== Supplied passage ==

It appears, I was totally wrong! I got a really valuable feedback (even with source code) and now I can present this improved version.

All credits should go to Matthew Vogt, who send me his version of the code and discussed the proposed solution.

The problem  

Let me quickly recall the original problem:

There is a flawed factory method:

template <typename... Ts> 
static std::unique_ptr<IRenderer> 
create(const char *name, Ts&&... params)
{
    std::string n{name};
    if (n == "gl")
        return std::unique_ptr<IRenderer>(
               new GLRenderer(std::forward<Ts>(params)...));
    else if (n == "dx")
        return std::unique_ptr<IRenderer>(
               new DXRenderer(std::forward<Ts>(params)...));

    return nullptr;
}

I wanted to have one method that will create a desired object and that supports variable number of arguments (to match with constructors). This was based on the idea from the item 18 from Effective Modern C++: 42 Specific Ways to Improve Your Use of C++11 and C++14< />. Theoretically you could call:

auto pGL = create("gl", 10, "C:\data");
auto pDX = create("dx, "C:\shaders", 1024, 1024);

One method that is sort of a super factory.

Unfortunately, assuming each renderer has a different constructor parameter list, the code above will not compile… the compiler cannot compile just the part of this function (for one type) and skip the rest (there is no static_if).

So how to fix it?

Basic Idea  

We need to provide function overloads that will return a proper type for one set of parameters and nullptr for everything else. So, we need to enter a world of templates and that means compile time only! Let’s have a look at the following approach:

template <typename... Ts> 
unique_ptr<IRenderer> 
create(const string &name, Ts&&... params)
{
    if (name == "GL")
        return construct<GLRenderer, Ts...>(forward<Ts>(params)...);
    else if (name == "DX")
        return construct<DXRenderer, Ts...>(forward<Ts>(params)...);

    return nullptr;
}

We have a similar if construction, but now we forward parameters to the construct function. This the crucial part of the whole solution.

The first function template overload (when we cannot match with the argument list) is quite obvious:

template <typename Concrete, typename... Ts>
unique_ptr<Concrete> construct(...)

===
== Supplied records ==

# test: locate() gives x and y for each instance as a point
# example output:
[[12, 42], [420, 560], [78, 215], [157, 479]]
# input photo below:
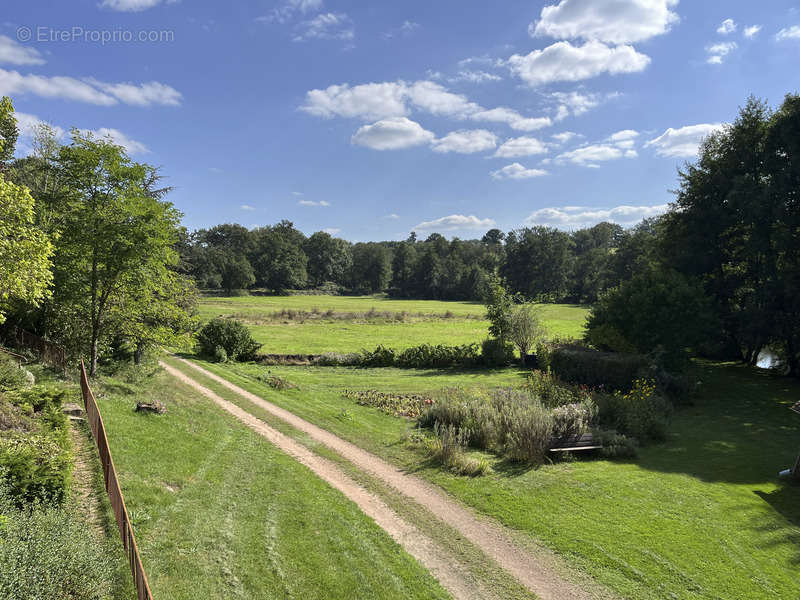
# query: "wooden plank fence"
[[113, 489]]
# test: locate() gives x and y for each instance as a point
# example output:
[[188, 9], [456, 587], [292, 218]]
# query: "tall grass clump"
[[48, 552]]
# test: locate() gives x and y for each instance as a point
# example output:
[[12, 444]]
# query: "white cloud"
[[375, 101], [788, 33], [727, 26], [589, 156], [512, 118], [120, 139], [16, 54], [143, 94], [578, 103], [132, 5], [717, 52], [392, 134], [326, 26], [517, 171], [521, 146], [752, 31], [455, 223], [684, 141], [624, 135], [466, 141], [475, 77], [613, 21], [89, 90], [564, 62], [435, 99], [368, 101], [564, 136], [574, 217]]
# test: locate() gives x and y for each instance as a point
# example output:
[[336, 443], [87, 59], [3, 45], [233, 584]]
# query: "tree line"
[[541, 263]]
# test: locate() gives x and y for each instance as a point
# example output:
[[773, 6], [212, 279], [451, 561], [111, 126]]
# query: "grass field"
[[220, 513], [317, 335], [701, 516]]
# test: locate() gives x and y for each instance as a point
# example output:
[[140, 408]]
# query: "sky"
[[370, 120]]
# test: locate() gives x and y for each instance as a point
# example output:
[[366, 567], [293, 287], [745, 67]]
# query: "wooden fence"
[[51, 354], [113, 490]]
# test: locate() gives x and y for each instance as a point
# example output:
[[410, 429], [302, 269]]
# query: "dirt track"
[[490, 537]]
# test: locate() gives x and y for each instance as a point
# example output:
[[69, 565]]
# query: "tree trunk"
[[138, 353]]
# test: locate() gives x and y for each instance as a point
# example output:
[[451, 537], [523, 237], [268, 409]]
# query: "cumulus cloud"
[[752, 31], [14, 53], [132, 5], [392, 134], [89, 90], [474, 77], [589, 156], [575, 217], [466, 141], [564, 136], [612, 21], [374, 101], [455, 223], [683, 142], [788, 33], [512, 118], [564, 62], [517, 171], [326, 26], [521, 146], [718, 52], [726, 27]]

===

Direction 1
For each statement, say whether it agrees with the C++ factory-method article, answering yes or no and quoting the words of the article that decide it: (a) The author received a version of the code from Matthew Vogt. (b) The original factory method compiles when each renderer has a different constructor parameter list. (c) The idea for a single factory method came from item 18 of Effective Modern C++.
Direction 2
Continue the C++ factory-method article from its final line.
The items play no role here.

Right answer 1
(a) Yes: "All credits should go to Matthew Vogt, who send me his version of the code and discussed the proposed solution."
(b) No: "assuming each renderer has a different constructor parameter list, the code above will not compile"
(c) Yes: "This was based on the idea from the item 18 from Effective Modern C++"

Right answer 2
{
    return nullptr;
}

The second:

template <typename Concrete, typename... Ts>
std::enable_if_t<has_constructor, std::unique_ptr<Concrete> >
constructArgs(Ts&&... params)
{
return std::make_unique<Concrete>(std::forward<Ts>(params)...);
}

(has_constructor is not a proper expression, will be defined later)

The idea here is quite simple: if our Concrete type has given constructor (matching the parameter list) then we can use this version of the function. Otherwise we fail and just return nullptr. So we have a classic example of SFINAE.

Let’s now look at the details… how to implement has_constructor ?

The details  

Full code:
Online Compiler example

The real function definition looks like that:

template <typename Concrete, typename... Ts>
enable_if_t<decltype(test_has_ctor<Concrete, Ts...>(nullptr))::value, unique_ptr<Concrete> >
constructArgs(Ts&&... params)
{ 
    return std::make_unique<Concrete>(std::forward<Ts>(params)...);
}

test_has_ctor tests if the Concrete type has the matching parameters:

template <typename U>
std::true_type test(U);

std::false_type test(...);

template <typename T, typename... Ts>
std::false_type test_has_ctor(...);

template <typename T, typename... Ts>
auto test_has_ctor(T*) -> decltype(test(declval< decltype(T(declval<Ts>()...)) >()));

Looks funny… right? :)

The core part is the matching:

decltype(test(declval<decltype(T(declval<Ts>()...)) >()))

In this expression we try to build a real object using given set of parameters. We simply try to call its constructor. Let’s read this part by part:

The most outer decltype returns the type of the test function invocation. This might be true_type or false_type depending on what version will be chosen.

Inside we have:

declval<decltype(T(declval<Ts>()...)) >()

Now, the most inner part ‘just’ calls the proper constructor. Then we take a type out of that (should be T) and create another value that can be passed to the test function.

SFINAE in SFINAE… It’s probably better to look at some examples and what functions will be chosen.

If a type is invalid the SFINAE will occur in this constructor calling expression. The whole function will be rejected from the overload resolution set and we’ll just end up with test_has_ctor(...) that returns false_type.

If a type has the right constructor, the matching expression will properly build a object and it can be passed to test(U) function. And that will generate true_type in the end.

Full code:
Online Compiler example

Note: since C++14 you can use enable_if_t (with the _t suffix). This is a template alias that greatly reduces length on expressions. Look also for other similar aliases: with _t or _v suffixes in C++ type traits.

Final Thoughts  

Although our solution works it’s still not that useful :) A valuable addition to that would be to parse an input string (or a script), generate types and values and then call a proper function. Like:

string s = "GL renderer tex.bmp 10 particles"
auto rend = create(s);

But that’s a whole other story.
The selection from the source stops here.